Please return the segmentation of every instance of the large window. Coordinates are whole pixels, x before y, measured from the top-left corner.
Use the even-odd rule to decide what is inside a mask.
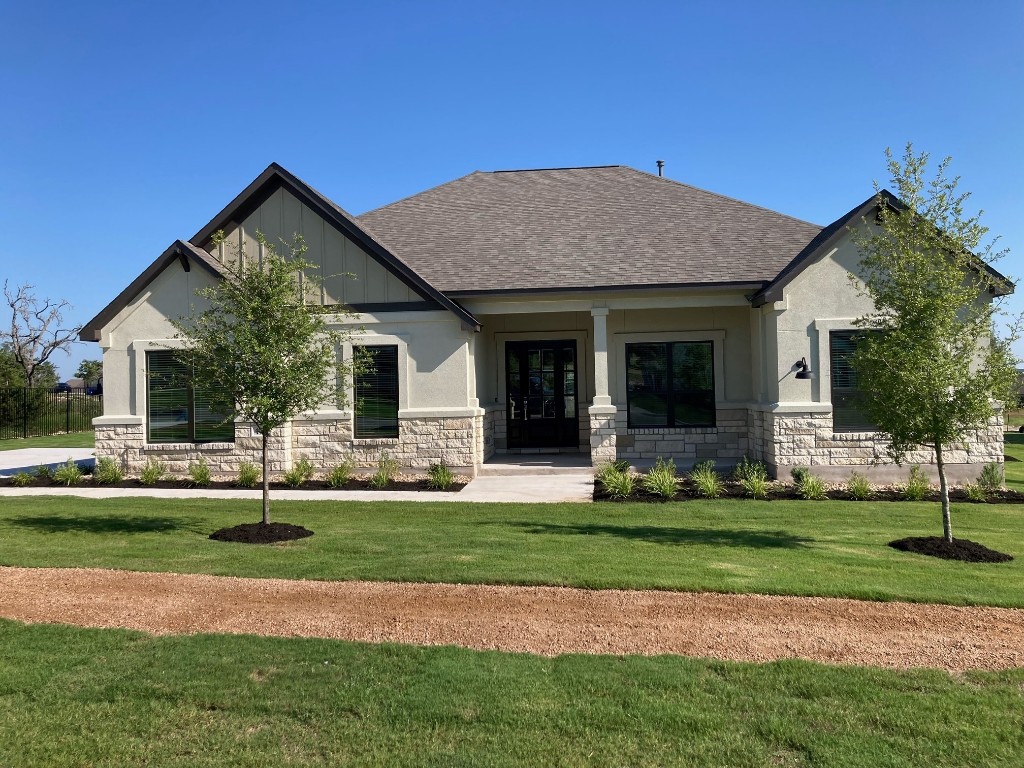
[[[850,365],[850,356],[857,348],[857,339],[864,331],[830,331],[829,348],[832,378],[832,429],[836,432],[874,431],[860,403],[857,374]]]
[[[147,352],[146,371],[149,442],[234,442],[235,423],[214,412],[208,391],[192,388],[188,369],[173,352]]]
[[[629,426],[715,426],[714,369],[710,341],[627,344]]]
[[[398,437],[398,347],[356,347],[356,437]]]

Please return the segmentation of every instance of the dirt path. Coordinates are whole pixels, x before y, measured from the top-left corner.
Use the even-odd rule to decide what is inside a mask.
[[[228,632],[740,661],[1024,666],[1024,610],[831,598],[287,581],[0,567],[0,616],[157,634]]]

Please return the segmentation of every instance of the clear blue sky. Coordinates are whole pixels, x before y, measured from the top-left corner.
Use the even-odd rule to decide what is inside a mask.
[[[0,0],[0,30],[0,277],[80,322],[271,161],[358,214],[476,169],[660,158],[825,224],[912,140],[1024,275],[1017,2]]]

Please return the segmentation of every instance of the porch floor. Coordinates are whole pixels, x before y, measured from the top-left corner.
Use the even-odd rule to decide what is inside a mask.
[[[496,453],[480,467],[477,477],[505,475],[590,475],[589,453]]]

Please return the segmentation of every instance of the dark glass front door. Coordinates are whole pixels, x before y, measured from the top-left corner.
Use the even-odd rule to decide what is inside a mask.
[[[579,445],[575,341],[505,344],[509,448]]]

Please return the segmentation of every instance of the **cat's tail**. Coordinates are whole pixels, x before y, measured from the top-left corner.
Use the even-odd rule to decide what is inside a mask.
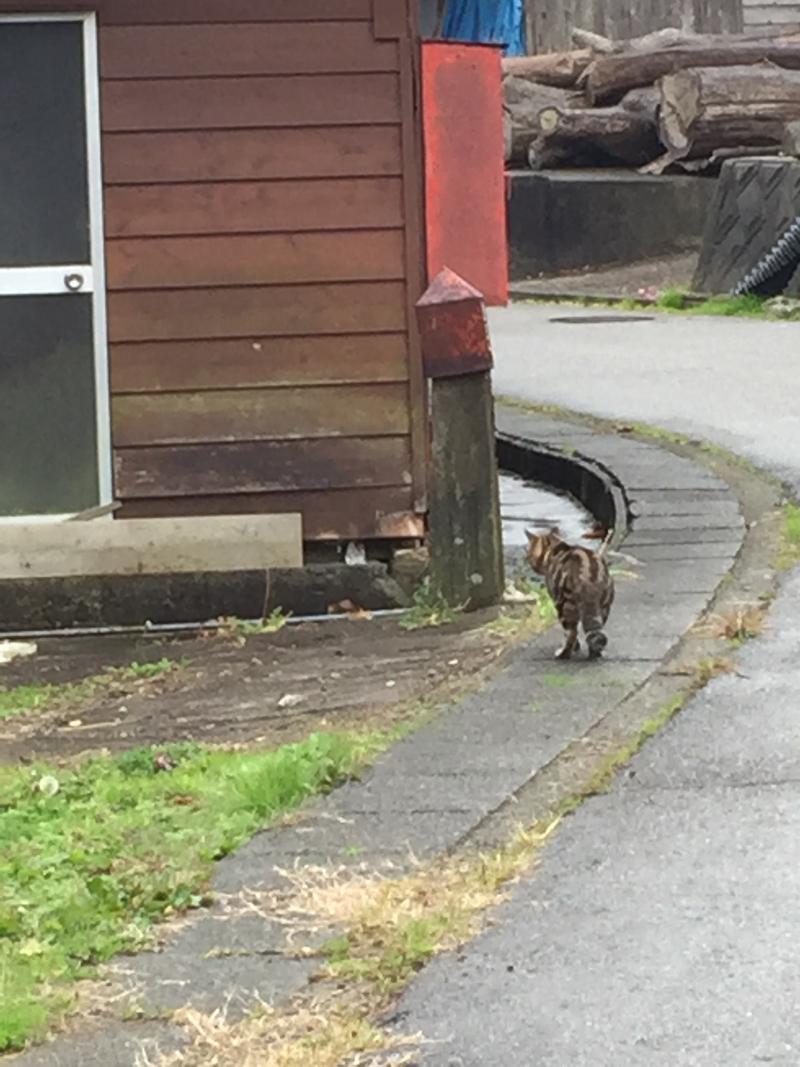
[[[603,538],[603,543],[597,550],[597,555],[600,557],[600,559],[605,559],[605,557],[608,555],[608,550],[611,547],[611,538],[613,536],[614,531],[609,530],[606,536]]]

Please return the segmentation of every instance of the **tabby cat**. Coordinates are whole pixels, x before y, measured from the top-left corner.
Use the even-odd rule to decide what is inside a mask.
[[[603,627],[614,601],[614,579],[605,560],[608,538],[599,551],[592,552],[562,541],[558,529],[527,533],[528,562],[544,578],[566,635],[556,659],[569,659],[580,648],[579,625],[586,635],[589,659],[598,659],[608,644]]]

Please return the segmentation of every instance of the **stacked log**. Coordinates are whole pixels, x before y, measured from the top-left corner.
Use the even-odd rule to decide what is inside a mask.
[[[539,115],[546,108],[573,108],[583,104],[577,90],[544,85],[532,78],[510,74],[503,81],[505,97],[506,162],[512,166],[527,160],[528,145],[539,133]]]
[[[528,146],[532,170],[559,166],[643,166],[661,143],[656,123],[658,94],[634,90],[615,107],[567,110],[545,107],[539,132]]]
[[[661,173],[800,150],[798,34],[573,38],[572,51],[503,61],[511,166]]]

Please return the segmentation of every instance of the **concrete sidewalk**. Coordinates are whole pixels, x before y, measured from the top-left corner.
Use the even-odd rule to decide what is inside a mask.
[[[312,954],[298,959],[297,944],[290,945],[277,924],[237,914],[237,900],[279,885],[279,869],[295,864],[392,864],[396,870],[410,854],[425,859],[473,839],[483,843],[492,820],[506,811],[517,817],[516,795],[538,772],[620,714],[632,694],[659,676],[664,658],[728,572],[744,524],[735,494],[706,467],[582,425],[515,411],[501,411],[499,422],[508,433],[579,451],[614,471],[639,516],[625,551],[639,561],[641,580],[619,583],[608,659],[556,663],[559,636],[542,635],[520,647],[480,692],[395,745],[362,782],[224,860],[214,908],[182,924],[162,952],[121,960],[115,968],[145,1016],[185,1006],[213,1011],[229,996],[235,1016],[259,1000],[280,1002],[302,989],[322,965],[313,951],[329,932],[305,945]],[[442,1008],[443,1019],[446,1014]],[[181,1040],[170,1022],[104,1019],[90,1036],[65,1035],[15,1062],[128,1067],[142,1041],[164,1049]]]

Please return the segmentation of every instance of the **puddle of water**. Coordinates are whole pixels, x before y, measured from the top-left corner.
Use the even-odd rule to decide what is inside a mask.
[[[503,544],[513,555],[527,545],[526,529],[544,533],[554,526],[570,544],[597,548],[596,540],[585,539],[594,526],[594,519],[573,497],[549,486],[527,482],[507,471],[500,472],[500,517]]]

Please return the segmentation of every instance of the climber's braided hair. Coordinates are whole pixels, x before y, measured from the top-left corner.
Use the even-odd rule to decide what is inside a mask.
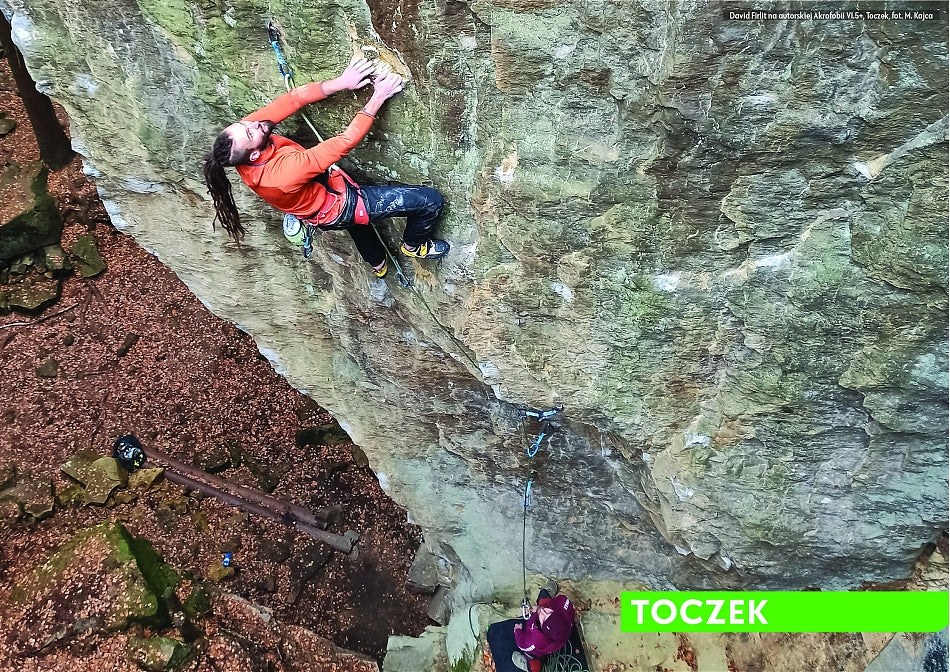
[[[205,184],[208,185],[208,193],[214,201],[214,210],[217,213],[211,226],[214,226],[215,221],[221,220],[224,230],[234,240],[240,240],[244,237],[245,231],[241,226],[241,215],[238,214],[237,205],[234,203],[231,182],[224,168],[246,163],[248,156],[246,153],[234,156],[231,150],[231,136],[227,131],[222,131],[215,138],[211,153],[205,156]]]

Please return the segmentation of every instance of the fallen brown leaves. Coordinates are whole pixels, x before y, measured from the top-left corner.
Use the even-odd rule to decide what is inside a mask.
[[[17,101],[6,98],[0,107],[19,126],[0,147],[17,143],[10,153],[28,154],[28,121]],[[418,528],[406,523],[372,471],[354,464],[352,444],[295,445],[298,429],[331,422],[329,414],[277,376],[246,334],[211,315],[157,259],[111,227],[78,159],[51,175],[50,188],[66,221],[63,247],[93,232],[107,270],[94,279],[68,278],[46,314],[0,315],[0,327],[8,325],[0,332],[0,464],[48,474],[60,490],[69,482],[59,465],[70,455],[83,448],[109,455],[112,442],[127,433],[146,450],[154,446],[183,462],[237,445],[262,463],[290,467],[275,497],[310,509],[342,504],[336,531],[363,536],[356,560],[334,552],[293,601],[291,562],[268,551],[282,544],[293,558],[312,543],[309,537],[254,516],[231,522],[234,509],[198,493],[183,498],[181,488],[166,482],[114,508],[61,509],[32,527],[0,523],[0,606],[13,582],[76,531],[120,520],[195,577],[206,577],[231,551],[236,573],[227,590],[341,647],[381,658],[390,632],[419,634],[428,624],[427,599],[404,587]],[[14,325],[22,322],[29,324]],[[37,367],[51,356],[59,364],[56,377],[38,377]],[[246,465],[221,476],[258,487]],[[89,634],[17,666],[112,669],[121,658],[115,657],[119,640]],[[89,654],[95,647],[113,657]]]

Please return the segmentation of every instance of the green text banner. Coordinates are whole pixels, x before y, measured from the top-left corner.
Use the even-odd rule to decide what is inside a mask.
[[[623,592],[622,632],[937,632],[946,592]]]

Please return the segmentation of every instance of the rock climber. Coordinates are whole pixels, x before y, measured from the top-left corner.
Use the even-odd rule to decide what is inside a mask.
[[[356,91],[369,84],[373,94],[346,129],[310,149],[273,133],[297,110],[338,91]],[[235,240],[245,229],[224,171],[233,166],[254,193],[278,210],[296,216],[308,236],[317,229],[346,229],[360,256],[377,277],[386,275],[386,250],[369,222],[405,217],[400,250],[409,257],[438,259],[449,251],[431,234],[442,212],[442,194],[422,186],[360,186],[334,166],[369,132],[383,103],[402,91],[403,80],[387,67],[354,57],[343,73],[325,82],[291,89],[272,103],[225,128],[205,157],[204,174],[214,201],[216,220]],[[305,251],[305,255],[306,255]]]
[[[553,582],[552,582],[553,583]],[[557,593],[557,584],[553,584]],[[520,651],[512,655],[516,667],[530,672],[540,672],[544,656],[562,648],[571,636],[574,627],[574,605],[565,595],[551,596],[542,588],[537,605],[524,623],[516,623],[515,644]]]
[[[527,599],[522,609],[527,607]],[[574,605],[558,595],[556,581],[550,580],[538,592],[536,606],[523,618],[509,618],[488,626],[485,640],[498,672],[540,672],[545,658],[556,653],[552,667],[587,670],[580,635],[574,628]]]

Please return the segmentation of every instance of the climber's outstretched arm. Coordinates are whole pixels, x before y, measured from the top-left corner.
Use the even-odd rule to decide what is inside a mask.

+++

**Task requirements**:
Filter the material above down to the lines that hold the word "climber".

**Output of the task**:
Please return the segmentation of every instance of the climber's braided hair. Coordinates are whole pixels, x before y, measured from the top-left corner.
Please return the segmentation of every instance of the rock climber. Coordinates are whole pixels, x before y, measured from the top-left corner.
Please return the segmentation of every instance of the climber's outstretched arm. Coordinates are whole pixels, x before y, measured from the top-left corner.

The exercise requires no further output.